Extracted records:
---*---
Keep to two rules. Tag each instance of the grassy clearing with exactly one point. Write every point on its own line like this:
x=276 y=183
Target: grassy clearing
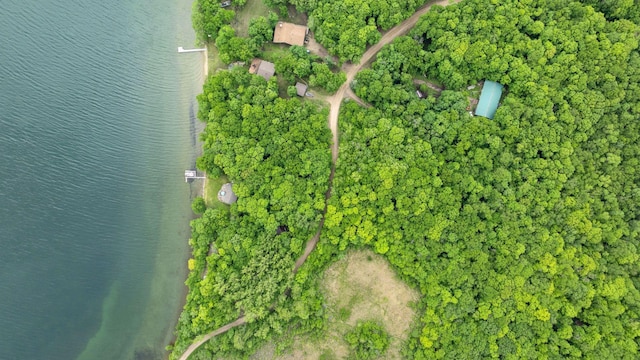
x=362 y=286
x=211 y=191
x=252 y=9
x=296 y=17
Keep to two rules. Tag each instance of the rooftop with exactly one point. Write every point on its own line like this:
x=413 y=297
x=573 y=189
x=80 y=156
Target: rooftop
x=489 y=98
x=289 y=33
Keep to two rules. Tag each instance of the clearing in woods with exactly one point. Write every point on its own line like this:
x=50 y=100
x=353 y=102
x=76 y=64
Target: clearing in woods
x=362 y=286
x=252 y=9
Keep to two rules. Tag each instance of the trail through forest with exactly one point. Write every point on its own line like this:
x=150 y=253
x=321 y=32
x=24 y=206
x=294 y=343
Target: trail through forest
x=335 y=102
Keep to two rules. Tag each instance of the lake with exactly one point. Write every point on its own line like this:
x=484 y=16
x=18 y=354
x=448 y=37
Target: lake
x=96 y=130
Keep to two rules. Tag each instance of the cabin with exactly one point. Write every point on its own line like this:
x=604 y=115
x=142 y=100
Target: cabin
x=301 y=89
x=263 y=68
x=226 y=194
x=489 y=99
x=288 y=33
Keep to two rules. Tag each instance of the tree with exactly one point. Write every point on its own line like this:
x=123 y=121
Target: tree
x=198 y=205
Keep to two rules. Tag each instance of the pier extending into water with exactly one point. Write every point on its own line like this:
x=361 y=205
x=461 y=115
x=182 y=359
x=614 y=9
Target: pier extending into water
x=181 y=50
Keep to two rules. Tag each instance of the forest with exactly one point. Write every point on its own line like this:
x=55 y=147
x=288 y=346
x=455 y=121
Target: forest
x=276 y=153
x=521 y=233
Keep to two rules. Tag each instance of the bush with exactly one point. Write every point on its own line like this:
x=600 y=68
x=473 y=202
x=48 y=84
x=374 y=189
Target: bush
x=368 y=340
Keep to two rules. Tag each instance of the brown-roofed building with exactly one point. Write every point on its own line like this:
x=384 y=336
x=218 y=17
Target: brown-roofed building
x=289 y=33
x=301 y=89
x=262 y=68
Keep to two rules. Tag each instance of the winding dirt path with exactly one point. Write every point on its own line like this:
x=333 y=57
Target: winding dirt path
x=352 y=69
x=218 y=331
x=335 y=102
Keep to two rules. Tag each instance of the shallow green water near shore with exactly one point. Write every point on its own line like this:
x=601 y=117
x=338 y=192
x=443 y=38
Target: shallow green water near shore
x=96 y=129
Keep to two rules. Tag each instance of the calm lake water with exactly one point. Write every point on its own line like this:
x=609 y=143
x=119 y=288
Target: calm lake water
x=96 y=130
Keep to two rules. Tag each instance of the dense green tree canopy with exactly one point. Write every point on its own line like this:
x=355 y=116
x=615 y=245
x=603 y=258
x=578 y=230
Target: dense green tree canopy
x=521 y=232
x=276 y=153
x=346 y=28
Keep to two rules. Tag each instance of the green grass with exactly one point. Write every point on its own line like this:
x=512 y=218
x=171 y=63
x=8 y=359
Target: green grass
x=214 y=59
x=252 y=9
x=211 y=189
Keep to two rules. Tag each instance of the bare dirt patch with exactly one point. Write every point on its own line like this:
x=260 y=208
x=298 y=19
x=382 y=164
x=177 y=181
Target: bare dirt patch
x=362 y=286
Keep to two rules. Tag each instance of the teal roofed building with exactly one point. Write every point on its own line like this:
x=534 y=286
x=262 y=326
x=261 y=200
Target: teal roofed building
x=489 y=98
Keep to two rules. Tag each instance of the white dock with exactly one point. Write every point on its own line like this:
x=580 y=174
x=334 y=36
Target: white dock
x=181 y=50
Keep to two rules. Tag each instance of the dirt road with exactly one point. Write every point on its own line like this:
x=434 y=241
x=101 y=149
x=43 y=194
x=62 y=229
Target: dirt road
x=352 y=69
x=335 y=102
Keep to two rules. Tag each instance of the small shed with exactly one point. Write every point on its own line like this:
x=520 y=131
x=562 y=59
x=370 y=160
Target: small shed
x=301 y=89
x=226 y=194
x=263 y=68
x=489 y=99
x=289 y=33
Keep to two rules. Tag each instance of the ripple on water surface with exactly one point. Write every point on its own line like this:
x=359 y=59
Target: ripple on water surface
x=94 y=135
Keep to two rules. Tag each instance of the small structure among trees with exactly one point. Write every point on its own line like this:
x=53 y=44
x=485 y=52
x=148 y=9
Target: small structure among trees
x=288 y=33
x=489 y=99
x=226 y=194
x=301 y=89
x=263 y=68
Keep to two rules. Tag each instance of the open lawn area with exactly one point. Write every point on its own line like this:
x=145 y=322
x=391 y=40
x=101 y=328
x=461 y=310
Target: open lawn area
---*---
▶ [Directions] Reproduce all of the lines above verbatim, but leave the pictures out of your answer.

▶ [Output for this exercise]
Keep to two rules. Tag each instance of the grassy clearing with exactly one point. Write every point on its own line like this:
x=276 y=183
Target: grassy clearing
x=362 y=286
x=211 y=191
x=252 y=9
x=296 y=17
Keep to two rules. Tag each instance of the rooftop with exactly one point. Write every point on its own line like this:
x=413 y=297
x=573 y=189
x=80 y=156
Target: rooftop
x=489 y=98
x=289 y=33
Keep to two rules. Tag each instance of the clearing in woods with exactly one point. Write every point on its own line like this:
x=50 y=100
x=353 y=102
x=76 y=64
Target: clearing in woods
x=362 y=286
x=252 y=9
Keep to two rules. Tag each instance of the trail through forest with exactly one point. Write every point on its own line like this:
x=150 y=253
x=321 y=32
x=24 y=206
x=294 y=343
Target: trail through forest
x=335 y=102
Keep to two rules. Tag each instance of the lake with exactly one point. Write every point on its own line like this:
x=484 y=16
x=18 y=354
x=448 y=37
Target: lake
x=96 y=130
Keep to two rules. Tag each instance of the cabin with exactly one point. Write every point on its own line like this:
x=604 y=115
x=142 y=100
Target: cabin
x=301 y=89
x=263 y=68
x=226 y=194
x=489 y=99
x=288 y=33
Keep to two rules. Tag each instance of the tree with exactly one point. Write every point on its own line like this:
x=123 y=121
Target: tree
x=198 y=205
Keep to two rules. Tag each instance of the pier extending into water with exactly one point. Write every point on its own line like this:
x=361 y=205
x=461 y=115
x=182 y=359
x=614 y=9
Target: pier extending into water
x=181 y=50
Keep to two rules. Tag each instance of the forest with exactly one point. Write every point on its own line like this:
x=55 y=147
x=288 y=346
x=455 y=121
Target: forest
x=276 y=153
x=521 y=233
Keep to two rules. Tag each instance of the bush with exactly one point. Write every point on its own line like this:
x=600 y=68
x=473 y=202
x=48 y=84
x=374 y=189
Target: bush
x=368 y=340
Keep to two rules. Tag each instance of the brown-roofed building with exactly one point. Write every point on its own line like this:
x=384 y=336
x=218 y=17
Target: brown-roofed building
x=289 y=33
x=301 y=89
x=262 y=68
Keep to two rules. Tag each instance of the winding dirt path with exactly one point. Write every point on its own line like this:
x=333 y=57
Target: winding dirt path
x=352 y=69
x=218 y=331
x=335 y=102
Keep to two rules. Tag each instance of the shallow green water near shore with exactly one point. Write every point on its own line like this:
x=601 y=117
x=338 y=192
x=443 y=38
Target: shallow green water near shore
x=96 y=129
Keep to two rules. Tag each instance of the calm lake water with exactly one point. Write every point on its own line like this:
x=609 y=143
x=119 y=288
Target: calm lake water
x=96 y=130
Keep to two rules. Tag each instance of the dense green tree canopy with exactly one point. Write every point on its own line like this:
x=355 y=116
x=615 y=245
x=603 y=258
x=578 y=230
Target: dense green tree canopy
x=521 y=232
x=276 y=153
x=346 y=28
Keep to two rules. Tag each instance of the green grass with exactly one point. Write every point on its own line like this:
x=512 y=218
x=171 y=63
x=8 y=359
Target: green grass
x=214 y=59
x=252 y=9
x=211 y=189
Keep to two rules. Tag each instance of the bare dirt patch with exactly one point. Write every point on its own line like this:
x=260 y=208
x=298 y=19
x=382 y=164
x=177 y=181
Target: bare dirt patch
x=362 y=286
Keep to two rules. Tag each instance of the teal roofed building with exactly one point. Write every point on its own line like this:
x=534 y=286
x=262 y=326
x=261 y=200
Target: teal roofed building
x=489 y=98
Keep to two rules. Tag each instance of the white dock with exactly one point. Write every point on its own line like this:
x=580 y=174
x=334 y=36
Target: white dock
x=181 y=50
Keep to two rules. Tag each instance of the dirt road with exactly one point. Write every point on its own line like this:
x=434 y=241
x=101 y=149
x=43 y=194
x=62 y=229
Target: dirt road
x=352 y=69
x=335 y=102
Keep to two rules. Tag each instance of the small shed with exactly one point. Write every point on its own line like this:
x=520 y=131
x=562 y=59
x=370 y=160
Target: small shed
x=301 y=89
x=226 y=194
x=263 y=68
x=489 y=99
x=289 y=33
Keep to two rules. Tag each instance of the ripple on water surface with exactly one point. Write every point on its own line like this:
x=359 y=59
Target: ripple on water surface
x=94 y=135
Keep to two rules. Tag each instance of the small structure among trees with exactly one point. Write every point on its own line like this:
x=53 y=44
x=485 y=52
x=148 y=9
Target: small structure among trees
x=288 y=33
x=489 y=99
x=226 y=194
x=301 y=89
x=263 y=68
Keep to two rules. Tag each instance of the open lawn area with exactly one point. Write every point on its own line like this:
x=145 y=322
x=391 y=40
x=101 y=328
x=461 y=310
Target: open lawn area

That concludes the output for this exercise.